═══ VORLIEGENDER TEXT

Donnerstag, 1. Mai 2014

Kunst ist, wenn man streitet

Mit dem Hafenkran bleiben Zürich zwei Möglichkeiten: Entweder, sich verschämt zu ducken. Oder: erhobenen Hauptes einen Hauch von Freak zu präsentieren.
 
 «Wir protestieren gegen den unnötigen und ungeheuerlichen Koloss im Herzen unserer Stadt, der diese auf ebenso lächerliche wie düstere Weise überragt und alles ringsum durch seine blosse Anwesenheit demütigt.» Hafenkran-Genörgel? Weit gefehlt! Diese klaren Worte, ausgerechnet aus kollektivem Künstlermund, wurden bereits 1887 geäussert – aus Unmut über ein Bauwerk, das die Gemüter damals mindestens so sehr erhitzte wie jetzt der Rostocker Gast am Limmatquai: der Eiffelturm. Zwei ganz verschiedene Paar Schuhe? Nicht doch. Sicher, das Pariser Wahrzeichen misst 300 statt 30 Meter und bringt das eine oder andere Tönnchen mehr auf die Waage; sein Aufbau dauerte stolze zwei Jahre, und er war auch nicht nur für einen Sommer konzipiert, sondern für deren 20. Trotzdem sind gewisse Parallelen zwischen den beiden Stahlkolossen nicht von der Hand zu weisen: Beide gingen aus städtebaulichen Wettbewerben hervor, beide verströmen industriellen Chic, beide waren sie – zumindest, was ihre Funktion anbelangt – nicht zwingend nötig. Und: Beiden blies eiskalter Wind entgegen.

══════

**KURZE AUFGABE 1:** Geben Sie den Abschnitt des Textes über den Hafenkran, beginnend bei "Mit dem Hafenkran" und endend bei "Freak zu präsentieren.", erneut wieder und tauschen Sie dabei "Zürich" gegen "der Stadt" aus.
**KURZE AUFGABE 2:** In welchem Jahr wurde laut dem Text über den Hafenkran der Protest gegen den Eiffelturm geäußert?
**KURZE AUFGABE 3:** Führen Sie den Text über den Hafenkran im Anschluss an seinen letzten Satz fort.
Die Einträge stehen in keinem Zusammenhang mit dem Text über den Hafenkran.

═══ AUFLISTUNG

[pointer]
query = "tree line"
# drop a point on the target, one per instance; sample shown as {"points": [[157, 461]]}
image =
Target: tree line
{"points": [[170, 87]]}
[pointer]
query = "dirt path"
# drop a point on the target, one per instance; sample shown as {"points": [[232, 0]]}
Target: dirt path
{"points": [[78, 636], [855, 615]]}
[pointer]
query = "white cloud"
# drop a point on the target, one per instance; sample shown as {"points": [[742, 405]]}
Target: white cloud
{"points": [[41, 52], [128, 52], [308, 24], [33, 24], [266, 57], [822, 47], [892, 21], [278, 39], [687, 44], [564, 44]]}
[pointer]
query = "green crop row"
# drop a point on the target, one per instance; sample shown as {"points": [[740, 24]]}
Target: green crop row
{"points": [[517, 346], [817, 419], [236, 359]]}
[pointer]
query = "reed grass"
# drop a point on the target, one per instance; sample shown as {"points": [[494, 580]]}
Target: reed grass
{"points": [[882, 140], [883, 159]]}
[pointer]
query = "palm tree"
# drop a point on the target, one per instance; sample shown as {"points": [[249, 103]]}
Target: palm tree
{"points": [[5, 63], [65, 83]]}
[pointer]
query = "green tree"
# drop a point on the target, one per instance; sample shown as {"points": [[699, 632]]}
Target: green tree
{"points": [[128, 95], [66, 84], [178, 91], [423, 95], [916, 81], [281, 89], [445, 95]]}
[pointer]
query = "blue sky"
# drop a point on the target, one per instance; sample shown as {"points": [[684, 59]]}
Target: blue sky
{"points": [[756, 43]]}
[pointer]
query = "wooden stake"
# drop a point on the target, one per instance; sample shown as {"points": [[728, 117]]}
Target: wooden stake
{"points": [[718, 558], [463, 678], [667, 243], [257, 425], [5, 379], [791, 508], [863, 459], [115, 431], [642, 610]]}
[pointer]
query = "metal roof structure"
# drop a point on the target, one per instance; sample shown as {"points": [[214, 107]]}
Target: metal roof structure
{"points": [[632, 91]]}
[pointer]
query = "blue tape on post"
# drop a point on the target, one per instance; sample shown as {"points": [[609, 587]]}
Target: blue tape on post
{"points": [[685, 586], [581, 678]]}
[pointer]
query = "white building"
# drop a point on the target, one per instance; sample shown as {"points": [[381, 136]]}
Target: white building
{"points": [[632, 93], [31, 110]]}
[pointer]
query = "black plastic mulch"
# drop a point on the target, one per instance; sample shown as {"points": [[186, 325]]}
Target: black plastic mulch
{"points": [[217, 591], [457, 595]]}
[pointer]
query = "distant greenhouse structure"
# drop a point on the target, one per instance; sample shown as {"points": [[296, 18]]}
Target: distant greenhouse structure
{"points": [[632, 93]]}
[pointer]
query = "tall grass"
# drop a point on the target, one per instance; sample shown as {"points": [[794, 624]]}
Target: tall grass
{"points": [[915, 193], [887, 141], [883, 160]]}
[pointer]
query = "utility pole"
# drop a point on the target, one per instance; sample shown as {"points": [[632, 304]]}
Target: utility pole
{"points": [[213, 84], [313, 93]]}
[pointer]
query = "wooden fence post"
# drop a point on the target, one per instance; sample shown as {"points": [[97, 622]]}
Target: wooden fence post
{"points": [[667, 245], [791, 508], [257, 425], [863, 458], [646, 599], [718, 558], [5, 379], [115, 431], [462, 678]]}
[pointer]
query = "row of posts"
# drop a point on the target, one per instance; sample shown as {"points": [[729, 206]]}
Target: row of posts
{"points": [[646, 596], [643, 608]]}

══════

**ERWARTETE AUSGABE 1:**
Mit dem Hafenkran bleiben der Stadt zwei Möglichkeiten: Entweder, sich verschämt zu ducken. Oder: erhobenen Hauptes einen Hauch von Freak zu präsentieren.

**ERWARTETE AUSGABE 2:** Im Jahr 1887.

**ERWARTETE AUSGABE 3:**
Aber so ist das nun einmal mit Wahrzeichen und Ikonen: Was ein echter Meilenstein werden will, muss erst mal unten durch. Denken wir an Marcel Duchamp: Der nahm 1917 ein Pissoir von der Wand, stellte es auf einen Sockel und nannte das Ganze «Fontäne». Der Spott war gross – und das Readymade, das den Kunstbegriff radikal umkrempeln sollte, geboren. Weil es die vermeintliche Kulturlosigkeit des Alltags, die Profanität des Gebrauchsgegenstandes hinterfragte – und letztlich widerlegte: Heute steht Duchamps Pissoir im Museum.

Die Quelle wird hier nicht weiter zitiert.